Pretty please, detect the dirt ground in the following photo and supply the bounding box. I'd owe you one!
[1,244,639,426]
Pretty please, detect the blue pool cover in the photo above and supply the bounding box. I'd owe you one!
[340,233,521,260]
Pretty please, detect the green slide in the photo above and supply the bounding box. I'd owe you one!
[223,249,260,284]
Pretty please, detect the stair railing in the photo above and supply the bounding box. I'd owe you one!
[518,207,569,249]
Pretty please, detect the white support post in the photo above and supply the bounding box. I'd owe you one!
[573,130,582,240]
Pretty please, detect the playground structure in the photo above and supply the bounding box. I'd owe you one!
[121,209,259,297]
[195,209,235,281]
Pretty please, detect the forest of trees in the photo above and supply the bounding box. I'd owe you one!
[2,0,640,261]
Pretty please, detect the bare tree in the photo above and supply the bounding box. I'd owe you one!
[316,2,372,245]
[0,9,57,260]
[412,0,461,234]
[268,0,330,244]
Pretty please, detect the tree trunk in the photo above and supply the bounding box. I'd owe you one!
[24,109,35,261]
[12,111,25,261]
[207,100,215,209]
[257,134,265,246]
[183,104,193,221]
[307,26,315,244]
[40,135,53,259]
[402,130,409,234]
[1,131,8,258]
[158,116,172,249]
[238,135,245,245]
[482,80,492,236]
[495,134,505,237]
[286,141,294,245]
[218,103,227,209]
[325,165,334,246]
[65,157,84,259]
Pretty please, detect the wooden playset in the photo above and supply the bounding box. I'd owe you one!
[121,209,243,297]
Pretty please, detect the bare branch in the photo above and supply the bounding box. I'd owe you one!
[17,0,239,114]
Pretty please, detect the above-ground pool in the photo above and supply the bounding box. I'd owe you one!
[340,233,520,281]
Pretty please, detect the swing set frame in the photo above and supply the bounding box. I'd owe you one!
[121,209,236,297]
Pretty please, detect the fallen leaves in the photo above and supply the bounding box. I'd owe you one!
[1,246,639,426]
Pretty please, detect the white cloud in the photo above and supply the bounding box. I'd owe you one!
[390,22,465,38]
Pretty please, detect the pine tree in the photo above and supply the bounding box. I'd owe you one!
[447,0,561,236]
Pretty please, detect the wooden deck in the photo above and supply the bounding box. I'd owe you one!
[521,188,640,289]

* * * * * * * * *

### Task requirements
Once you reach the line containing "Pretty please, detect the wooden deck", output that line and each one after it exactly, ending with the final line of the listing and adding nothing else.

### Response to this exercise
Pretty please, detect the wooden deck in the photo above and supply the bounding box. I'd owe you one!
[521,188,640,289]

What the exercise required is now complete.